QUOTED PASSAGE
════════

The Atlantic Building
950 F Street, NW
Washington, DC 20004-1404
202-239-3300 | Fax: 202-239-3333
David E. Brown, Jr. | Direct Dial: 202-239-3345 | Email: david.brown@alston.com |
October 7, 2024
VIA EDGAR
Brian Soares
Christina Chalk
United States Securities and Exchange Commission
Division of Corporation Finance
Office of Mergers & Acquisitions
100 F Street NE
Washington, DC 20549
Re: | CEDAR REALTY TRUST, INC. |
Schedule TO-I filed September 25, 2024
Schedule TO-I/A filed September 26, 2024
File No. 5-38070
Dear Mr. Soares and Ms. Chalk:
On behalf of Cedar Realty Trust, Inc. (the “Company”), we are submitting responses to the comments of the staff (the “Staff”) of the U.S. Securities and Exchange Commission (the “SEC”), Division of Corporation Finance, Office of Mergers & Acquisitions, set forth in your letter dated October 2, 2024, with respect to the above-referenced Schedule TO-I filed with the SEC on September 25, 2024 (the “Schedule TO-I”), as amended on September 26, 2024 (the “Schedule TO-I/A”), relating to the Company’s offer to purchase up to an aggregate amount paid of $9,000,000 of its 6.50% Series C Cumulative Redeemable Preferred Stock (the “Series C Shares”).
The Company is contemporaneously filing Amendment No. 2 to the Schedule TO-I (“Amendment No. 2”), together with this letter via the EDGAR system.
For your convenience, the text of each of the Staff’s comments is set forth in italics below, followed by the response to the comment. Terms not otherwise defined in this letter have the meanings set forth in the Schedule TO-I and Schedule TO-I/A.

════════

JOBS
A. In the Cedar Realty Trust letter, what is the dividend rate of the preferred stock the Company is offering to purchase?
B. Extend the Cedar Realty Trust letter to the SEC staff, starting right after its final sentence.

DATA SECTION

════════

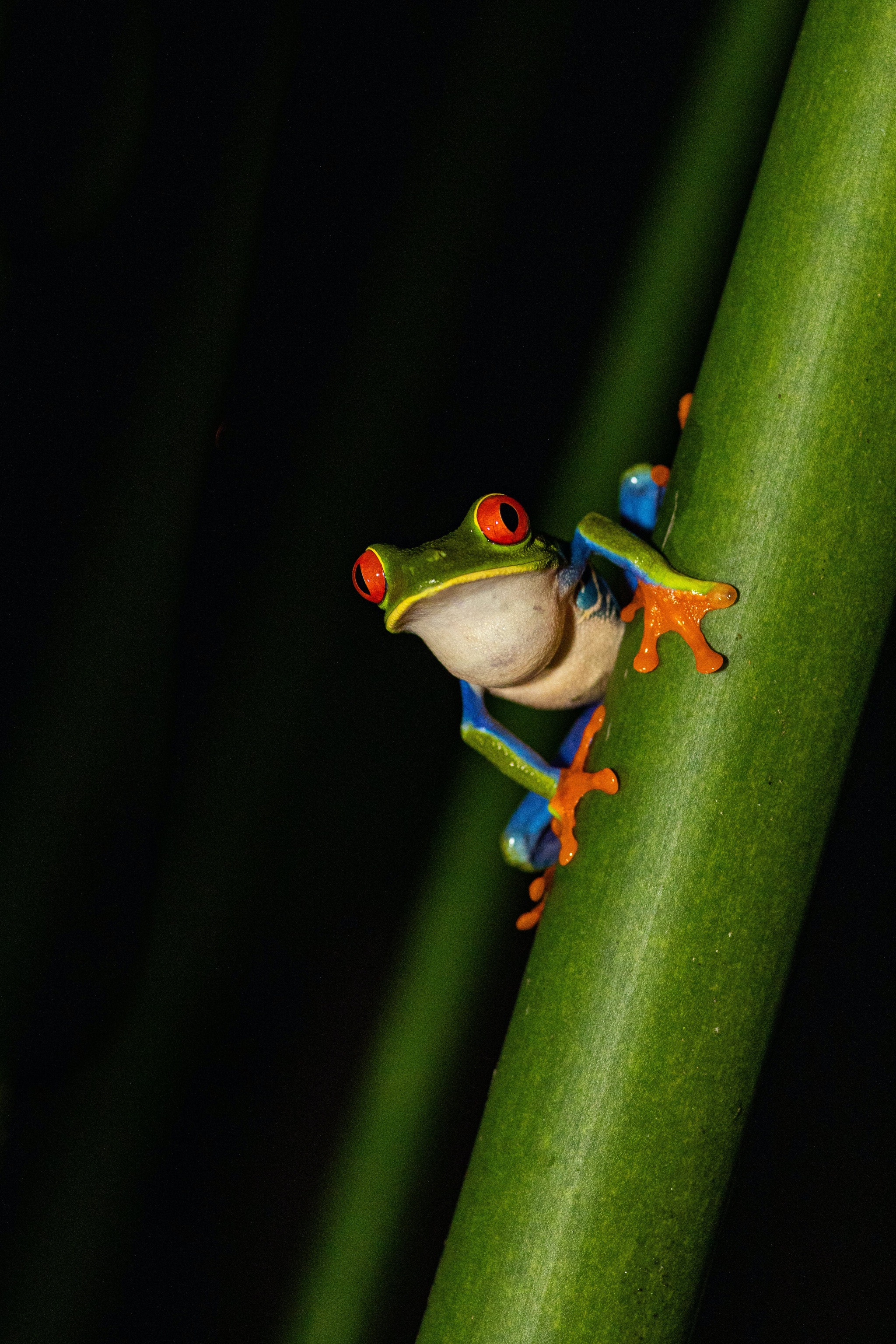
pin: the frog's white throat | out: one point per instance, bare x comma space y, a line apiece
522, 636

════════

WRITTEN RESPONSES
A. 6.50%

B.
Schedule TO-I filed September 25, 2024, as amended on September 26, 2024
General
1. | Comment: The initial Schedule TO-I was filed on September 25, 2024 and was amended the next day, on September 26, 2024, to change the increments security holders may elect when tendering from $0.10 to $0.05 per share of Series C Preferred. A new Letter of Transmittal was filed with the September 26, 2024 amendment. Please advise whether and how an amendment was disseminated to target holders to reflect this revision, and whether and how the revised Letter of Transmittal was disseminated. It appears that tenders made using the original Letter of Transmittal must be discarded. Advise how you will inform target security holders of this fact and ensure that they are not used. |
Response: Shortly after filing the initial Schedule TO-I on September 25, 2024, the Company provided its Information Agent and Depository for the offer with copies of the Offer to Purchase, Letter of Transmittal and Notice of Guaranteed Delivery for delivery to The Depository Trust Company (“DTC”). All issued and outstanding Series C Shares are held of record by, and there are no other holders of record of Series C Shares other than, DTC’s nominee, Cede & Co., for DTC’s participants.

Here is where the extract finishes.